The 48th Session of the Commission on Population and Development (CPD), ended last Friday and was viewed as one
of the last opportunities to send a strong message of support for the
inclusion of sexual and reproductive health and rights (SRHR), and its
myriad of related issues including abortion, in the Post 2015 agenda.
Official speakers, invited experts, and many NGOs staging side events,
attempted to present, as fact, the opinion that SRHR is central to
development and must be the cornerstone of the new development
goals. Their attempts failed as countries were divided on the issues and
could not agree on an outcome document.
Throughout the negotiations, the CPD facilitator, Rubén Armando Escalante Hasbún (El Salvador), refused
to allow debate on contentious paragraphs in the outcome document
related to "sexual and reproductive health and reproductive rights" and
CSE claiming that country positions were well-known. Instead, countries
with opposing views were instructed to meet and reach agreement on the
issues themselves rather than take time during negotiations.
Following
eight days of closed door negotiations on other paragraphs in the draft
document an official Chair's proposal was presented on the last day of
the meeting since Member States could not reach agreement on a consensus
document. The Chair implored delegations "to go along with the text".
They did not and shocked many in the room, including UNFPA and
the Commission.
The African Group, represented by Nigeria, was the first to speak and requested an additional ten minutes for discussion. Nigeria's Deputy Permanent Representative to the United Nations, Ambassador Usman Sarki,
speaking eloquently and diplomatically, stated that the text could not
be a "final text" as it still contained "notions, positions and
language" that the African Group could not support and language that would impose "impossible and unacceptable commitments" upon Member States. He implored the Chair to "go the extra mile" and "allow further negotiations to remove objectionable elements." (UN Web TV coverage)
The request was refused by the Chair of the Commission, Ms. Bénédicte Frankinet (Belgium), who surprisingly withdrew the text and instead called for a summary of the draft's negotiations.
She expressed the opinion that the text was the best attempt "to
reconcile very opposite positions on the issues before us". Ambassador
Sarki expressed his disappointment and explained that the
African Group did not request nor want the text to be withdrawn; it only
desired a brief period for discussion to make the document acceptable.
The
action by the African Group, and the support it received from other
countries, demonstrates the growing SRHR and CSE fatigue of many
developing UN Member States. Ambassador Sarki stated that in the future
UN officials "should refrain from putting language in
drafts on which there is no consensus" adding that Member States "have
resisted the imposition of unhelpful ideas and concepts on all the
membership."
A delegate from the Pacific Island nation Nauru
expressed national outrage at UNFPA for its attempts to "discredit" his
government, for "harassing" its capital to change its position on
reproductive rights and comprehensive sexuality education, and for using
the regional UNFPA office to pressure the Nauru government. He asked: "Why does UNFPA think it can do this? Is it because we are the smallest Member State?"

__Data segment__:
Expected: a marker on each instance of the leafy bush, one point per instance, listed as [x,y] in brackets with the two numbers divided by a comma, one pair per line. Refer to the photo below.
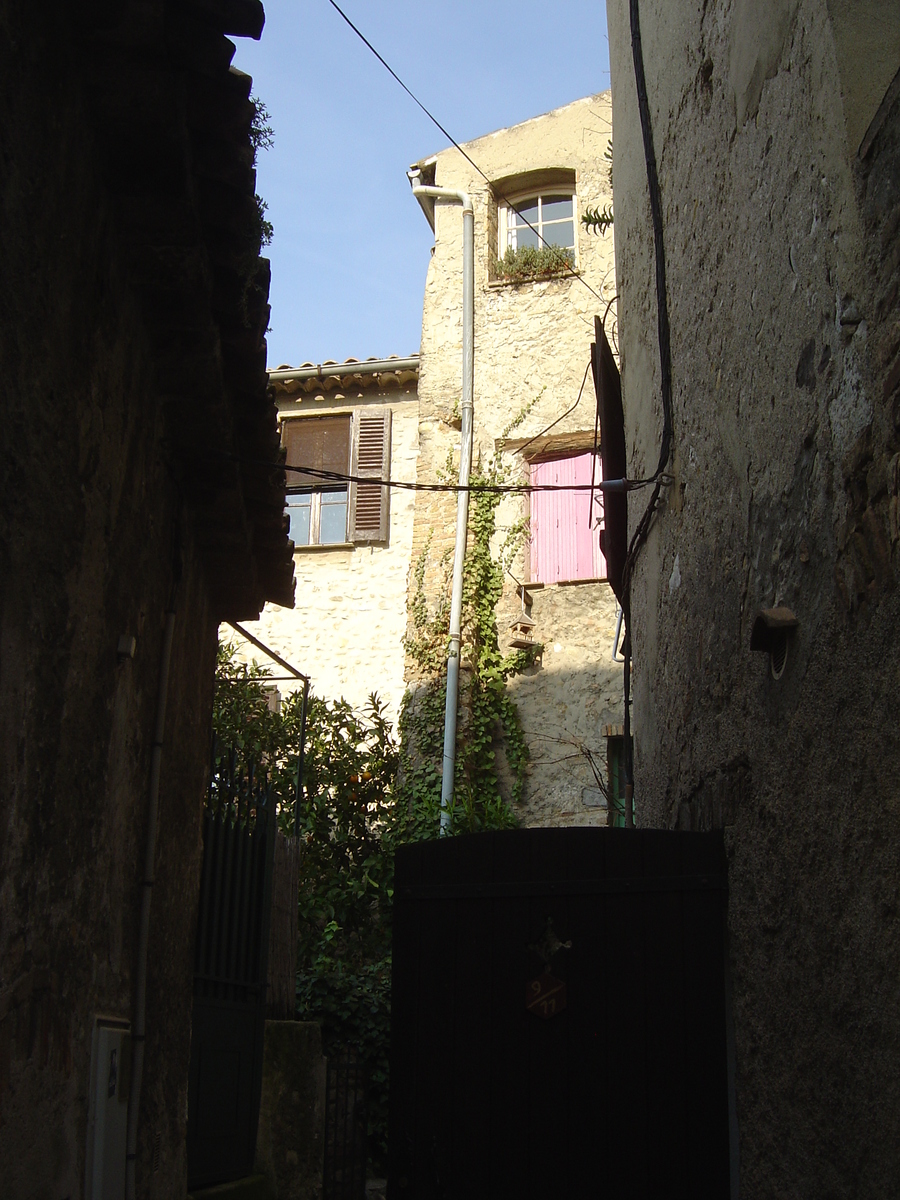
[534,263]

__Exercises__:
a) In the report on the Commission on Population and Development session, who chaired the Commission, and which country is listed next to her name?
b) Name every country that the report on the Commission on Population and Development session mentions by name.
c) Carry on the report on the Commission on Population and Development session, starting after its final sentence.

__Results for each task__:
a) Ms. Bénédicte Frankinet chaired the Commission, and Belgium is listed next to her name.

b) El Salvador, Nigeria, Belgium, Nauru

c)
The delegate stated that Nauru's Permanent Representative wanted the
record of CPD to include Nauru's opposition to UNFPA's actions and
pressure on its country.
Babatunde
Osotimehin, Executive Director of UNFPA, stated in his remarks that he
regretted the text was not adopted and that inside is "all the things we wish to see" in order to jump-start a transformation to a sustainable world in Post 2015. Clearly, he was not listening to the African Group's criticism of the text for it contained "things" that African and a large number of other Member States do not wish to see in their countries or in Post 2015.
PNCI suggests that UNFPA's Executive Director and
other UN officials listen to what countries say they really want and
need for development, and stop trying to impose their population control
and SRHR agenda on sovereign Member States, and in the case of
Nauru--and perhaps other countries--stop the harassment and pressure to
abandon values and beliefs that respect life from conception and
values the critical role of the family.
NGOs promoting SRHR were stunned at their historic loss. One activist group from the Netherlands present at CPD explained on its website:
"On
one side, a heavy weight representing like-minded countries standing
firm for the human rights of all, including sexual and reproductive
health rights (SRHR); while on the other side a heavy and intimidating
African Group, supported by the Arabs, looking to restrict such rights
on religious, cultural and traditional grounds.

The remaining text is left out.